Trecho da página »
....

O índice de certificação de terras quilombolas, em 2020, foi o menor registrado desde o início do processo de reconhecimento certificado desses territórios. Os dados são de uma pesquisa publicada, neste mês de abril, pela Abraji (Associação Brasileira de Jornalismo Investigativo) e pela Transparência Brasil em parceria com a agência de dados Fiquem Sabendo. O levantamento revela, ainda, que em 2019, a movimentação de processos de titulação de terras quilombolas foi a menor registrada desde 2005, quando as instituições iniciaram o monitoramento. Os registros demonstram que, desde o início do atual governo, apenas três territórios quilombolas foram titulados.
Para a quilombola Kátia Santos Penha, da comunidade Divino Espírito Santo que integra o quilombo Sapê do Norte, localizado no município de São Mateus (ES) e uma das coordenadoras da Coordenação Nacional das Comunidades Negras Rurais Quilombolas (CONAQ), a queda dos números de certificação e titulação são um projeto político que envolve o desmantelamento de órgãos que realizavam o serviço de regularização fundiária e a nomeação de gestores que não se interessam pela manutenção dos quilombos. “Desde 2019 quando a gente olha para o orçamento votado para as políticas de regularização fundiária notamos que não existe mais orçamento. Não se tem mais um corpo técnico dentro do Incra, o instituto foi desmantelado”, observa Penha que ainda completa: “A Fundação Palmares também, entraram pessoas numa linha que não é ligada a defesa do movimento negro e a defesa do povo negro”.
A pesquisa da Abraji confirma o desmantelamento por meio do orçamento ao apontar que, em 2021, o Projeto de Lei Orçamentária (PLOA) que foi enviado pelo governo federal para aprovação no Congresso para o ano de 2021, ainda não aprovado pelo legislativo, contava com uma previsão de corte de mais de 90% na verba destinada às certificações, titulações e indenizações de territórios quilombolas. Já em relação à Fundação Cultural Palmares (FCP), o órgão tem acumulado cortes orçamentários. Em 2019 o orçamento anual era de R$25,9 milhões, o menor em dez anos e, na atual proposta do governo, pode ser de R$9,6 milhões. Tais valores são representativos porque o reconhecimento das terras quilombolas estão atreladas a esses dois órgãos.

....

Enunciado 1 » Reproduza o trecho da reportagem sobre terras quilombolas começando em "A pesquisa da" e seguindo até "esses dois órgãos.".
Enunciado 2 »
Com base na reportagem sobre terras quilombolas, responda:
(a) Qual era o orçamento anual da Fundação Cultural Palmares em 2019?
(b) Quantos territórios quilombolas foram titulados desde o início do atual governo?
(c) Em que município está localizado o quilombo Sapê do Norte?

Lista do material »
....

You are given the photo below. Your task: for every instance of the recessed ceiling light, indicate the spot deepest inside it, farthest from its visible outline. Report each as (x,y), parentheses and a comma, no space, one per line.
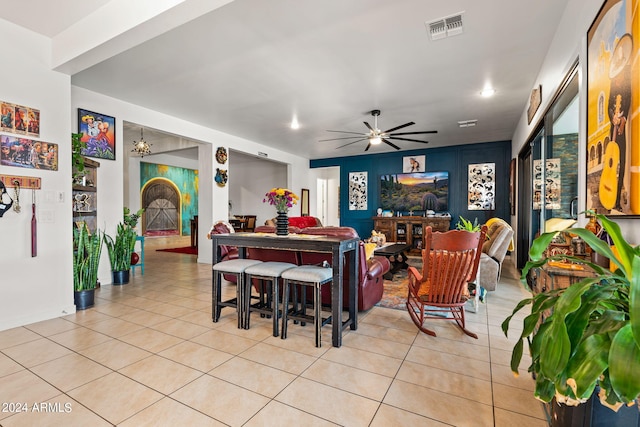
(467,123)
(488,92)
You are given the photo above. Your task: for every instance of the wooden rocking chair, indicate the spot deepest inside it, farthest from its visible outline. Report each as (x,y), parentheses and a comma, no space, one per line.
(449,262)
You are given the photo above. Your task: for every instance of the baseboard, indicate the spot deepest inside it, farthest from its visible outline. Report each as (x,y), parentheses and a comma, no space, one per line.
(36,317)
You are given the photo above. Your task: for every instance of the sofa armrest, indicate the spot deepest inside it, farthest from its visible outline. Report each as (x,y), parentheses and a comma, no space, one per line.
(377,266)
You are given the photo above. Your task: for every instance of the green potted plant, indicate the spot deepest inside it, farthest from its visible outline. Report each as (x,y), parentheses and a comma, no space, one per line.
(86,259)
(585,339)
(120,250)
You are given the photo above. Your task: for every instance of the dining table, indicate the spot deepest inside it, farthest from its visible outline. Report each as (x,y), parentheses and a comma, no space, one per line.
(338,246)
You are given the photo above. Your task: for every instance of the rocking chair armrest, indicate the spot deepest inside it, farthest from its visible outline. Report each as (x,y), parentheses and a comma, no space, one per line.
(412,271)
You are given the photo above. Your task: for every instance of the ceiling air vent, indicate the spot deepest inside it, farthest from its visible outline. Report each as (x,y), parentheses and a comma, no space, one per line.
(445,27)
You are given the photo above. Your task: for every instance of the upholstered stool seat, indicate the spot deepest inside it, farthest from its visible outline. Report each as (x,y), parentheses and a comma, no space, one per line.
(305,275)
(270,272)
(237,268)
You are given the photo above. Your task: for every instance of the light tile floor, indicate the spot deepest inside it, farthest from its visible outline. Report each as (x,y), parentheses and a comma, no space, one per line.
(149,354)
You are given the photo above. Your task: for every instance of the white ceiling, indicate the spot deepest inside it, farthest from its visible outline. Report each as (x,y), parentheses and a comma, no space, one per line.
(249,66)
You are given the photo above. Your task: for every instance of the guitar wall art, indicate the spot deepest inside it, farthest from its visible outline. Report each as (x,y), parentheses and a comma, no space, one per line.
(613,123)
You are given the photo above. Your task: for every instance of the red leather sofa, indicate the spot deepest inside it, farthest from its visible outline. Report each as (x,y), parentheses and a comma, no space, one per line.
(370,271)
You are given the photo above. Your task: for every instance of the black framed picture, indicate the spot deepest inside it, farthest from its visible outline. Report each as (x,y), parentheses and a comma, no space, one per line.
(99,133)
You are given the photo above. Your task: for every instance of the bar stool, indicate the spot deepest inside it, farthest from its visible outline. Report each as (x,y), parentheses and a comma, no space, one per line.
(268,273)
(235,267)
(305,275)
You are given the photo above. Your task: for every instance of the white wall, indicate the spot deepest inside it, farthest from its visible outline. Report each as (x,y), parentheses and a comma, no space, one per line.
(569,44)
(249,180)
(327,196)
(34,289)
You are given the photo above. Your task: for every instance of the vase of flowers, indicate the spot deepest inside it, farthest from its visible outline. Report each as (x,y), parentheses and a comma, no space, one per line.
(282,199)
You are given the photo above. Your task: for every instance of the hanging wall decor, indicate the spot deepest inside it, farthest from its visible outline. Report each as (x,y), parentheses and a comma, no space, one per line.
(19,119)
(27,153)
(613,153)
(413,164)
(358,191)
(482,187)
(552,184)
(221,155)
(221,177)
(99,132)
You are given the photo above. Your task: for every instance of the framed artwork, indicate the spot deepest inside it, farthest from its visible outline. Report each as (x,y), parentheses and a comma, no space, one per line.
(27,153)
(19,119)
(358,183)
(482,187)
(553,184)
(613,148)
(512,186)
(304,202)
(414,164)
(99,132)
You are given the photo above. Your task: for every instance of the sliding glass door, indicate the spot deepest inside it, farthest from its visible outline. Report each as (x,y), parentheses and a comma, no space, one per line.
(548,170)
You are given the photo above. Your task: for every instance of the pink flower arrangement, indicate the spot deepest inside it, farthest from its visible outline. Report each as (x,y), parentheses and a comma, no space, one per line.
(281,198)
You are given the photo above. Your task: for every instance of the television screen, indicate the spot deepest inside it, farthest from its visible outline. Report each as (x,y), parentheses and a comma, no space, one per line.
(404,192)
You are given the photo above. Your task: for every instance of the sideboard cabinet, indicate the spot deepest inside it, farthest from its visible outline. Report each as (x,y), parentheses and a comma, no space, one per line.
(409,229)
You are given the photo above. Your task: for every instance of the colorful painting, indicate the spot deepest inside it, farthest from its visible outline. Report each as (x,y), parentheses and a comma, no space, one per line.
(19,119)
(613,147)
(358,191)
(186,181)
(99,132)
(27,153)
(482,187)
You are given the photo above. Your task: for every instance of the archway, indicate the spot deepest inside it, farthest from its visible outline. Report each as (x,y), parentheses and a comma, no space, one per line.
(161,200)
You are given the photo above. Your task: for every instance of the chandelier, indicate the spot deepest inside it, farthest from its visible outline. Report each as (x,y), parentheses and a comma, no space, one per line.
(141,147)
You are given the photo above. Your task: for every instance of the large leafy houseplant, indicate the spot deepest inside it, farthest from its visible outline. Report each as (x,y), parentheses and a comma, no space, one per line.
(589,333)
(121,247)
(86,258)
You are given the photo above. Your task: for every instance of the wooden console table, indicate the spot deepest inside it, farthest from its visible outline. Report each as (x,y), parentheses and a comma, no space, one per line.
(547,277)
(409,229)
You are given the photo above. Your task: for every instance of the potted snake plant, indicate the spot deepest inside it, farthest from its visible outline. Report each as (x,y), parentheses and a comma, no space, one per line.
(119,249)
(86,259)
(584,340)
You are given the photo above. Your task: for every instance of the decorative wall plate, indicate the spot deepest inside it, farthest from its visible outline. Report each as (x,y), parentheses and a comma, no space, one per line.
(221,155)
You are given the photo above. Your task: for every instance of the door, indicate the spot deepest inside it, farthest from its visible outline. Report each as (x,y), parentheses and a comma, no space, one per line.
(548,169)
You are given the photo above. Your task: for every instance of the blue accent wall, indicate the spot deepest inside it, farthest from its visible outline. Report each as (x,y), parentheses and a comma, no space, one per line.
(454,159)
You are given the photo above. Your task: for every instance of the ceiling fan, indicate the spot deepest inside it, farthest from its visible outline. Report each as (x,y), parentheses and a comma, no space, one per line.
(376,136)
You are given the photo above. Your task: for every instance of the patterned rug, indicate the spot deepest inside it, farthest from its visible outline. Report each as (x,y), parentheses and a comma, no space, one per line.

....

Resolução 1 »
A pesquisa da Abraji confirma o desmantelamento por meio do orçamento ao apontar que, em 2021, o Projeto de Lei Orçamentária (PLOA) que foi enviado pelo governo federal para aprovação no Congresso para o ano de 2021, ainda não aprovado pelo legislativo, contava com uma previsão de corte de mais de 90% na verba destinada às certificações, titulações e indenizações de territórios quilombolas. Já em relação à Fundação Cultural Palmares (FCP), o órgão tem acumulado cortes orçamentários. Em 2019 o orçamento anual era de R$25,9 milhões, o menor em dez anos e, na atual proposta do governo, pode ser de R$9,6 milhões. Tais valores são representativos porque o reconhecimento das terras quilombolas estão atreladas a esses dois órgãos.

Resolução 2 »
(a) R$25,9 milhões.
(b) Três.
(c) São Mateus (ES).